19. The method of claim 18 further comprising the prioritization manager displaying the plotted time grid according to a time frame from a group of time frames comprising:
daily;
weekly; and
monthly.
20. The method of claim 18 further comprising:
the prioritization manager receiving a directive concerning task scheduling from a user; and
the prioritization manager scheduling tasks according to the received directive, when automatically plotting tasks to the time grid.
21. The method of claim 20 further comprising:
the prioritization manager receiving a directive concerning task scheduling from a user, the directive specifying that tasks of a specific type are not to be scheduled during a block of time; and
the prioritization manager not scheduling the specified type of task during the block of time, when automatically plotting tasks to the time grid.
22. The method of claim 20 further comprising:
the prioritization manager receiving a directive concerning task scheduling from a user, the directive specifying that tasks of a specific type are to be scheduled during a block of time; and
the prioritization manager scheduling the specified type of task during the block of time, when automatically plotting tasks to the time grid.
23. The method of claim 20 further comprising:
the prioritization manager receiving a directive concerning task scheduling from a user, the directive specifying that no tasks are to be scheduled during a block of time; and
the prioritization manager not scheduling tasks during the block of time, when automatically plotting tasks to the time grid.
24. The method of claim 18 wherein:
at least one of the tasks that the prioritization manager plots to the time grid is designated as a recurring task.
25. The method of claim 18 further comprising:
the prioritization manager automatically re-plotting tasks to the time grid, responsive to receiving a directive from a user.
26. The method of claim 18 further comprising:
the prioritization manager automatically re-plotting tasks to the time grid, responsive to a specified amount of time having transpired since the tasks were last plotted to the time grid.
27. The method of claim 18 further comprising:
the prioritization manager displaying time on the plotted time grid to which no task has been assigned as free time.

SET TASK A
Please copy the task-scheduling claims from "24. The method" up to and including "from a user.".
SET TASK B
Continue the task-scheduling claims from the point where they stop.

RECORDED INFORMATION
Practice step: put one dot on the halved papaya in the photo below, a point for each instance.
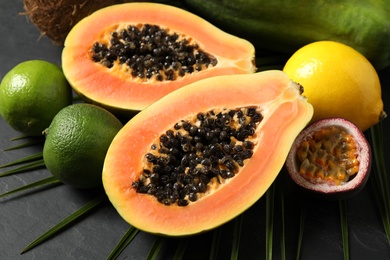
(204, 153)
(126, 56)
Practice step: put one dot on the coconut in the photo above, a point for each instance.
(55, 18)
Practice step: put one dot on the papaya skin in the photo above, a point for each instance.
(285, 26)
(285, 113)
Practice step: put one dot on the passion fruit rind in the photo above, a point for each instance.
(339, 146)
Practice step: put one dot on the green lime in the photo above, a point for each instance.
(31, 94)
(76, 144)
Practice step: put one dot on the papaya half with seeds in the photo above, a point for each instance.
(204, 153)
(127, 56)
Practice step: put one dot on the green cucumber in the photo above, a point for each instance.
(286, 25)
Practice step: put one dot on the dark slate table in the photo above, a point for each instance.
(25, 216)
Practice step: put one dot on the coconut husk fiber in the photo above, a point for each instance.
(55, 18)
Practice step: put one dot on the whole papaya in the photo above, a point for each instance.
(285, 26)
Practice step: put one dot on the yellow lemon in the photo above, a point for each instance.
(338, 81)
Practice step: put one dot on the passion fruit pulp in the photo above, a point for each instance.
(330, 157)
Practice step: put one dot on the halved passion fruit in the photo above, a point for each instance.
(330, 157)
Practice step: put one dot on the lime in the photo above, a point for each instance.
(76, 143)
(31, 94)
(338, 81)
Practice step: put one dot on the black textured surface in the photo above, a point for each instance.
(25, 216)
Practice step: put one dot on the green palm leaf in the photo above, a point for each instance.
(66, 222)
(123, 243)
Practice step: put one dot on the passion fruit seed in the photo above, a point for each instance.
(329, 154)
(198, 155)
(150, 51)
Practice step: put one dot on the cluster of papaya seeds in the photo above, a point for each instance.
(125, 57)
(204, 153)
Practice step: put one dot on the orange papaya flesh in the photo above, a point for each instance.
(115, 87)
(285, 112)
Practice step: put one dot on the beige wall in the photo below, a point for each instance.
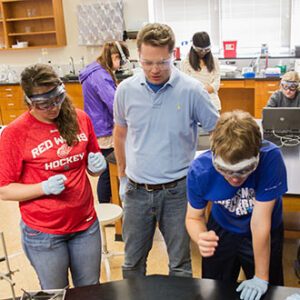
(135, 13)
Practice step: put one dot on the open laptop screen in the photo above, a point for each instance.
(281, 119)
(281, 125)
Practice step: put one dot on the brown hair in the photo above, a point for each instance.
(201, 39)
(236, 137)
(44, 75)
(156, 35)
(105, 57)
(291, 76)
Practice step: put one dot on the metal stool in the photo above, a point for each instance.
(8, 275)
(107, 213)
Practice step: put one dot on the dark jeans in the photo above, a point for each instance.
(235, 251)
(103, 187)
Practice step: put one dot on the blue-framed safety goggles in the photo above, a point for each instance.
(48, 100)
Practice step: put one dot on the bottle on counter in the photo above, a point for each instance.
(264, 50)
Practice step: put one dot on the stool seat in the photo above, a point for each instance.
(107, 213)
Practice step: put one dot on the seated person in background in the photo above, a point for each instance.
(203, 66)
(244, 178)
(288, 95)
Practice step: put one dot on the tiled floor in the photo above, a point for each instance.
(157, 262)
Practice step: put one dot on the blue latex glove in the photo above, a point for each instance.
(54, 185)
(293, 297)
(96, 162)
(252, 289)
(122, 187)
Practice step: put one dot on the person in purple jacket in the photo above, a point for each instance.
(99, 84)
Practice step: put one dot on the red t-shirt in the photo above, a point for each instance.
(32, 151)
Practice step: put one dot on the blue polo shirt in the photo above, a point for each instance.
(162, 126)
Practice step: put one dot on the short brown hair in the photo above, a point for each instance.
(291, 76)
(156, 35)
(236, 137)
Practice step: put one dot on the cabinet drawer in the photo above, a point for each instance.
(10, 115)
(232, 84)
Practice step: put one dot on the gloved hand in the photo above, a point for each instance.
(96, 162)
(122, 187)
(54, 184)
(252, 289)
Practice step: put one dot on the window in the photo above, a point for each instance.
(256, 22)
(295, 32)
(250, 22)
(185, 17)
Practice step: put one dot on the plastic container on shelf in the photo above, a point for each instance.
(229, 49)
(264, 51)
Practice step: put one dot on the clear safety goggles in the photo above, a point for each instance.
(290, 85)
(124, 61)
(242, 169)
(202, 49)
(162, 65)
(48, 100)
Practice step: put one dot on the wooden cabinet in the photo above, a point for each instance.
(38, 22)
(250, 95)
(263, 90)
(237, 94)
(12, 104)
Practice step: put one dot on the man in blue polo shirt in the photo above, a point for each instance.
(156, 113)
(244, 178)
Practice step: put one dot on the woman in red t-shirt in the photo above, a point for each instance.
(44, 156)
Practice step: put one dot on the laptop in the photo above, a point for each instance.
(280, 121)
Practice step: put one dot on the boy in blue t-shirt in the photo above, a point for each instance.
(244, 178)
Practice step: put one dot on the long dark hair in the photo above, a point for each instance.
(105, 57)
(44, 75)
(201, 39)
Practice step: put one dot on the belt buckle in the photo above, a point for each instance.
(147, 188)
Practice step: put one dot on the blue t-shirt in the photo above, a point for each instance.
(232, 206)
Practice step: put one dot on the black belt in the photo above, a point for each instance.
(154, 187)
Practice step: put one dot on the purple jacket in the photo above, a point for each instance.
(98, 89)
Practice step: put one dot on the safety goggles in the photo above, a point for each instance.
(290, 85)
(124, 61)
(241, 169)
(48, 100)
(202, 49)
(162, 65)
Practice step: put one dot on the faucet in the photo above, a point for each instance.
(71, 66)
(256, 65)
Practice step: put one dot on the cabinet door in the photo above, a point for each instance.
(263, 91)
(38, 22)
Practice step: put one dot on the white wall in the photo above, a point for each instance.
(135, 13)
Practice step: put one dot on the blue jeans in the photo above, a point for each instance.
(103, 186)
(142, 210)
(51, 255)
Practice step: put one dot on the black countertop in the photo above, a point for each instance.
(222, 78)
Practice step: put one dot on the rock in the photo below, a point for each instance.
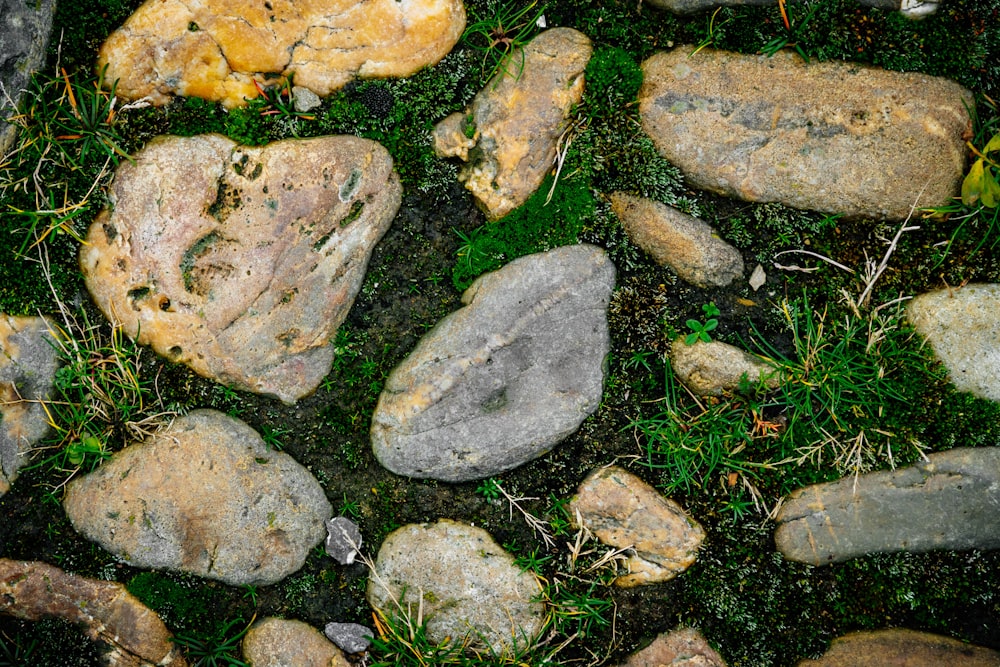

FINAL RESULT A
24. The method of claim 18 wherein:
at least one of the tasks that the prioritization manager plots to the time grid is designated as a recurring task.
25. The method of claim 18 further comprising:
the prioritization manager automatically re-plotting tasks to the time grid, responsive to receiving a directive from a user.

FINAL RESULT B
28. A computer program product for automatically prioritizing tasks, the computer program product comprising:
program code for processing a plurality of tasks, each task having a plurality of associated qualities, at least some qualities having an assigned value and an associated weight;
program code for automatically calculating an urgency for at least some of the tasks, based on the assigned values and associated weights of at least some of the associated qualities;
program code for automatically creating a structured output based on the calculated urgencies of the tasks; and
a computer readable medium on which the program codes are stored.
29. The computer program product of claim 28 further comprising:
program code for receiving from a user a set of qualities to utilize in order to calculate an urgency for at least one task.
30. The computer program product of claim 28 further comprising:
program code for utilizing a default set of qualities in order to calculate an urgency for at least one task.
31. The computer program product of claim 28 further comprising:
program code for automatically creating a prioritized task list based on the calculated urgencies of the tasks.
32. The computer program product of claim 31 further comprising:
program code for automatically creating a prioritized task list comprising a subset of the plurality of tasks, filtered by type.
33. The computer program product of claim 28 further comprising:
program code for receiving from a user a update concerning a task;
program code for automatically recalculating the urgency for that task based on the update; and
program code for automatically recreating the structured output based on the recalculated urgency.
34. The computer program product of claim 28 further comprising:
program code for automatically plotting tasks to a time grid, based on lengths of the tasks and the calculated urgencies.
35. The computer program product of claim 34 further comprising:
program code for receiving a directive concerning task scheduling from a user; and
program code for scheduling tasks according to the received directive, when automatically plotting tasks to the time grid.
36. A computer system for automatically prioritizing tasks, the computer system comprising:
a software portion for processing a plurality of tasks, each task having a plurality of associated qualities, at least some qualities having an assigned value and an associated weight;
a software portion for automatically calculating an urgency for at least some of the tasks, based on the assigned values and associated weights of at least some of the associated qualities; and
a software portion for automatically creating a structured output based on the calculated urgencies of the tasks.
37. The computer system of claim 36 further comprising:
a software portion for receiving from a user a set of qualities to utilize in order to calculate an urgency for at least one task.
38. The computer system of claim 36 further comprising:
a software portion for utilizing a default set of qualities in order to calculate an urgency for at least one task.
39. The computer system of claim 36 further comprising:
a software portion for automatically creating a prioritized task list based on the calculated urgencies of the tasks.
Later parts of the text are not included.